**THINGS TO DO**
• A. Answer these questions about the blog post on Social Security and health care:
(i) Which book by M. Esther Harding is quoted at the start?
(ii) What share of senior citizens lived in poverty when the Social Security Act was signed?
(iii) Which senator asked "Isn't this socialism?", and to whom?
• B. Carry the blog post on Social Security and health care forward from its final sentence.

**DOCUMENT EXCERPT**
Matrignosis: A Blog About Inner Wisdom

Think Pyschologically; Live Spiritually

Affordable. Health. Care. Part III January 26, 2016

maslows-hierarchy“If only man would act rationally, perhaps wars and depressions and insanity could be avoided;  but unfortunately, man does not seem to be any more capable of acting sanely now that he was a thousand years ago.  We are still confronted with man’s own irrational behavior and the untamed forces within his psyche.” ~M. Esther Harding, Psychic Energy, pp.202-3

The troubled waters of society are the natural result of troubled waters within the human psyche. Until we free ourselves from our instinctive drives, each of us, from the most powerful leader to the most vulnerable victim, will add to the turbulence of our time. And the waters will not grow calm until our basic needs for survival, health and safety are met.

During the Great Depression of the 1930’s  President Franklin Roosevelt signed the original Social Security Act into law amidst great turbulence and opposition. At the time, poverty rates among senior citizens exceeded 50 percent.

“Opponents, however, decried the proposal as socialism. In a Senate Finance Committee hearing, the Democratic Oklahoma Senator Thomas Gore asked Secretary of Labor Frances Perkins, “Isn’t this socialism?” She said that it was not, but he continued, “Isn’t this a teeny-weeny bit of socialism?” Since then, “Changes in Social Security have reflected a balance between promoting “equality” and efforts to provide “adequate” and affordable protection for low wage workers.” Wikipedia

Affordable. Health. Care. Eighty years later opponents of government’s involvement in the lives of its citizens still fear “socialism.” Proponents still promote “equality” and “adequate” affordable protection. Those whose lives have been made easier by the Social Security Act don’t really care what you call it. They’re too busy being grateful for Medicare and Medicaid and Social Security pensions. For the freedom to enjoy their latter years in relative comfort and health without unduly burdening their children.

**EXERCISE DATA**
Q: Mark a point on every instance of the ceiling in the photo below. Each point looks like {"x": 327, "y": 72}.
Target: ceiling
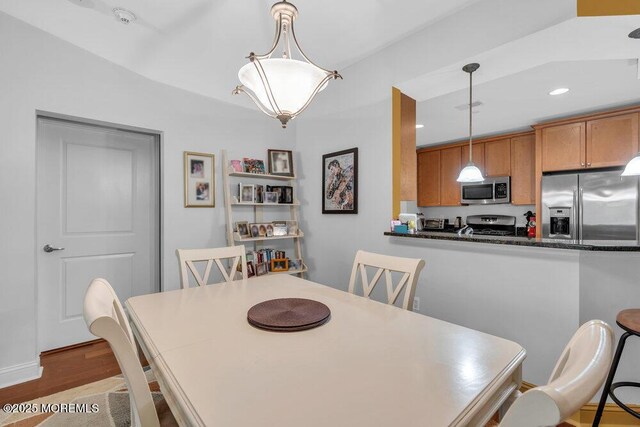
{"x": 199, "y": 45}
{"x": 517, "y": 101}
{"x": 591, "y": 56}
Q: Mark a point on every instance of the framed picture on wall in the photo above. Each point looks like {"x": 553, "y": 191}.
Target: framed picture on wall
{"x": 199, "y": 180}
{"x": 340, "y": 182}
{"x": 280, "y": 162}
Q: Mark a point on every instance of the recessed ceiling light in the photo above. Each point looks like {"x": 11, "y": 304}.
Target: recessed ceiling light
{"x": 123, "y": 15}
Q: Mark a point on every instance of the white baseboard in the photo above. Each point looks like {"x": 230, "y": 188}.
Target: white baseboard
{"x": 20, "y": 373}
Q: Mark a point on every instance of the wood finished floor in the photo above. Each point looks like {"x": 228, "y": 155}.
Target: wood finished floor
{"x": 66, "y": 368}
{"x": 74, "y": 366}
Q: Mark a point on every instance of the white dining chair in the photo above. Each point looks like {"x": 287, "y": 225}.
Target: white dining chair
{"x": 409, "y": 268}
{"x": 578, "y": 375}
{"x": 189, "y": 257}
{"x": 106, "y": 319}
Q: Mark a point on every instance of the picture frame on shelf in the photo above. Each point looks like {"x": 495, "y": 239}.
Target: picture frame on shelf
{"x": 270, "y": 197}
{"x": 236, "y": 165}
{"x": 279, "y": 264}
{"x": 280, "y": 162}
{"x": 340, "y": 182}
{"x": 247, "y": 193}
{"x": 199, "y": 180}
{"x": 253, "y": 166}
{"x": 279, "y": 228}
{"x": 259, "y": 195}
{"x": 292, "y": 228}
{"x": 285, "y": 193}
{"x": 262, "y": 269}
{"x": 296, "y": 264}
{"x": 242, "y": 227}
{"x": 250, "y": 269}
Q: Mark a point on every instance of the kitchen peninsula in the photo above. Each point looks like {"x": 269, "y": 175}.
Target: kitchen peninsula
{"x": 583, "y": 245}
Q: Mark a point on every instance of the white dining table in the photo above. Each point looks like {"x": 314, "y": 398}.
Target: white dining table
{"x": 371, "y": 364}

**YOUR WRITTEN ANSWERS**
• A.
(i) Psychic Energy
(ii) More than 50 percent
(iii) The Democratic Oklahoma Senator Thomas Gore asked Secretary of Labor Frances Perkins.

• B.
And what of their children? They are the baby boomers, some of whom are now running the government.  Here’s what Wikipedia says of them…of many of us:

“In Europe and North America boomers are widely associated with privilege, as many grew up in a time of widespread government subsidies in post-war housing and education, and increasing affluence.[3]

As a group, they were the wealthiest, most active, and most physically fit generation up to that time, and amongst the first to grow up genuinely expecting the world to improve with time.[4] They were also the generation that received peak levels of income; therefore, they could reap the benefits of abundant levels of food, apparel, retirement programs, and sometimes even “midlife crisis” products. The increased consumerism for this generation has been regularly criticized as excessive.[5]

And “socialism” is still a bogeyman, even to some who have benefitted most from widespread government subsidies. And we still quibble and fear and fret over this issue; the untamed forces within our psyches still stir the waters.

I was surprised to learn from this site how many countries already have universal health care. Switzerland and Singapore have the two must successful systems and “have achieved universal health insurance while spending a fraction of what the U.S. spends.”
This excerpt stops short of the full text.